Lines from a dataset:
------------
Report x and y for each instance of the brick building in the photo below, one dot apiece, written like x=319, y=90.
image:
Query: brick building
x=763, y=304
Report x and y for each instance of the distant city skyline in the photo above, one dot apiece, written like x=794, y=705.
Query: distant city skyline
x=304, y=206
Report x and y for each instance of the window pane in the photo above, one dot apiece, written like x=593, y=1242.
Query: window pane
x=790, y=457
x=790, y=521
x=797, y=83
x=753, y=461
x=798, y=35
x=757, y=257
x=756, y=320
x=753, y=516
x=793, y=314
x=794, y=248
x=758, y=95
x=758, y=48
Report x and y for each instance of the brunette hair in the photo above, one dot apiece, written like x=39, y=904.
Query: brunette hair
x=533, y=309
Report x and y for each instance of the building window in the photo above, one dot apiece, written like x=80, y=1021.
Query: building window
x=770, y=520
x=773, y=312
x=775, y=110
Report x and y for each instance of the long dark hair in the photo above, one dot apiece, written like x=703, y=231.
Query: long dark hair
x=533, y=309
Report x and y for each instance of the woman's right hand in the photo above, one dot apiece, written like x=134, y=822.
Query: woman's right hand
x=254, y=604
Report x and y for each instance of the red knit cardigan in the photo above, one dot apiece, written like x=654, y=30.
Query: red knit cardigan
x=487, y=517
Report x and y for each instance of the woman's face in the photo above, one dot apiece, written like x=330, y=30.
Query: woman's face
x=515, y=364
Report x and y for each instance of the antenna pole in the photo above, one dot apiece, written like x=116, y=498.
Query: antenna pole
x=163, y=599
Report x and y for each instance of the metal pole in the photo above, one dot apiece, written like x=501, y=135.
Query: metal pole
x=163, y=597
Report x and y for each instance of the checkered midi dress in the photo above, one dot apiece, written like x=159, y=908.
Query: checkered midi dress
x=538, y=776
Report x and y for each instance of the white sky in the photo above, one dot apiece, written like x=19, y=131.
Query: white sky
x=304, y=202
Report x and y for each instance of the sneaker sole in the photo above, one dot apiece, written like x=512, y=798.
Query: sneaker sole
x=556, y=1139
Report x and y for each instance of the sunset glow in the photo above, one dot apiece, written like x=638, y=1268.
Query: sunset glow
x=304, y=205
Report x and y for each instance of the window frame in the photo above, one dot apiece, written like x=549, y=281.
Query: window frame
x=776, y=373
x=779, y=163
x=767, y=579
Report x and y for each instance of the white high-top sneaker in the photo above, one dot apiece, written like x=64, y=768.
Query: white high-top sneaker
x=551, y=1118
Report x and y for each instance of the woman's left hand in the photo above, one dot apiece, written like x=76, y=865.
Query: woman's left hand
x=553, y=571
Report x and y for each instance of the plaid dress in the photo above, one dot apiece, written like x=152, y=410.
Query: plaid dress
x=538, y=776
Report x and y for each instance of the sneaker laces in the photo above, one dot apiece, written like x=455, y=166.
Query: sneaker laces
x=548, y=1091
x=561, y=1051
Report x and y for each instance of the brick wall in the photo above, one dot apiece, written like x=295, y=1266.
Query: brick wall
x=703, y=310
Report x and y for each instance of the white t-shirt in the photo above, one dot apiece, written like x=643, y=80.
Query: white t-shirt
------------
SHORT PROBLEM: Swap "plaid dress" for "tartan dress" throughout the lines above, and write out all of them again with nothing else changed.

COMPLETE RESPONSE:
Report x and y for each instance of the brick building in the photo below, one dot apiece, written like x=319, y=90.
image:
Query: brick building
x=763, y=304
Report x and y for each instance of the distant city skyline in the photo above, one dot apiece, written like x=794, y=705.
Query: distant city skyline
x=304, y=206
Report x and y for each instance of the window pane in the photo above, one dot apiece, written like x=593, y=1242.
Query: window pane
x=790, y=457
x=790, y=521
x=797, y=83
x=753, y=461
x=798, y=35
x=757, y=257
x=756, y=320
x=753, y=516
x=793, y=314
x=794, y=248
x=758, y=95
x=758, y=48
Report x and y for each instance of the brunette hair in the photo above, one dot apiece, written like x=39, y=904.
Query: brunette hair
x=533, y=309
Report x and y for each instance of the building window in the photo above, one dot apiece, written like x=80, y=1021.
Query: building window
x=770, y=520
x=773, y=312
x=775, y=110
Report x and y for each instance of the long dark hair in the photo above, one dot apiece, written like x=703, y=231.
Query: long dark hair
x=533, y=309
Report x and y for each instance of the woman's right hand in the photo above, one dot apiece, written like x=134, y=822.
Query: woman's right hand
x=254, y=604
Report x and y for each instance of the red knit cardigan in the photo above, one dot apiece, written like x=654, y=30.
Query: red knit cardigan
x=487, y=517
Report x and y for each instance of the woman's face in the photo above, one dot apiece, written like x=330, y=30.
Query: woman's face
x=515, y=364
Report x and y for each instance of the antenna pole in the photo above, one dot apiece, written like x=116, y=498.
Query: antenna pole
x=163, y=599
Report x and y for each instance of the metal pole in the photo above, one dot apiece, written like x=501, y=135.
Query: metal pole
x=163, y=597
Report x and y for each instance of the checkered midi dress in the photo above, one dot apiece, written like x=159, y=908.
Query: checkered midi dress
x=538, y=776
Report x and y for each instance of the white sky in the photo above, one dot apiece, written like x=19, y=131.
Query: white sky
x=304, y=202
Report x and y for each instance of the sneaker sole in the photo above, one dot apiece, written like x=512, y=798.
Query: sneaker sole
x=556, y=1139
Report x and y for each instance of the sunset glow in the photo above, one dot apiece, written like x=638, y=1268.
Query: sunset glow
x=304, y=205
Report x and y for each instance of the window frame in the photo above, one dot apiece, written like x=549, y=281.
Query: window frame
x=776, y=373
x=779, y=163
x=767, y=579
Report x and y for each instance of the white high-top sneaker in the photo above, one dot apiece, written like x=64, y=768.
Query: white high-top sneaker
x=551, y=1118
Report x and y for each instance of the woman's left hand in the photo above, one dot apiece, written like x=76, y=865.
Query: woman's left hand
x=553, y=571
Report x and y for each instance of the tartan dress in the photo above, one dot apiece, written like x=152, y=410.
Query: tartan dress
x=538, y=776
Report x and y for each instance of the sneaker laces in the photo above, one dot apiece, written like x=455, y=166.
Query: sneaker laces
x=548, y=1091
x=561, y=1051
Report x and y for each instance of the brick wall in the photo above, one dot apiece, written like x=295, y=1266.
Query: brick wall
x=703, y=310
Report x and y for each instance of the white t-shirt in the photo above, one dot apiece, written like x=643, y=80.
Query: white t-shirt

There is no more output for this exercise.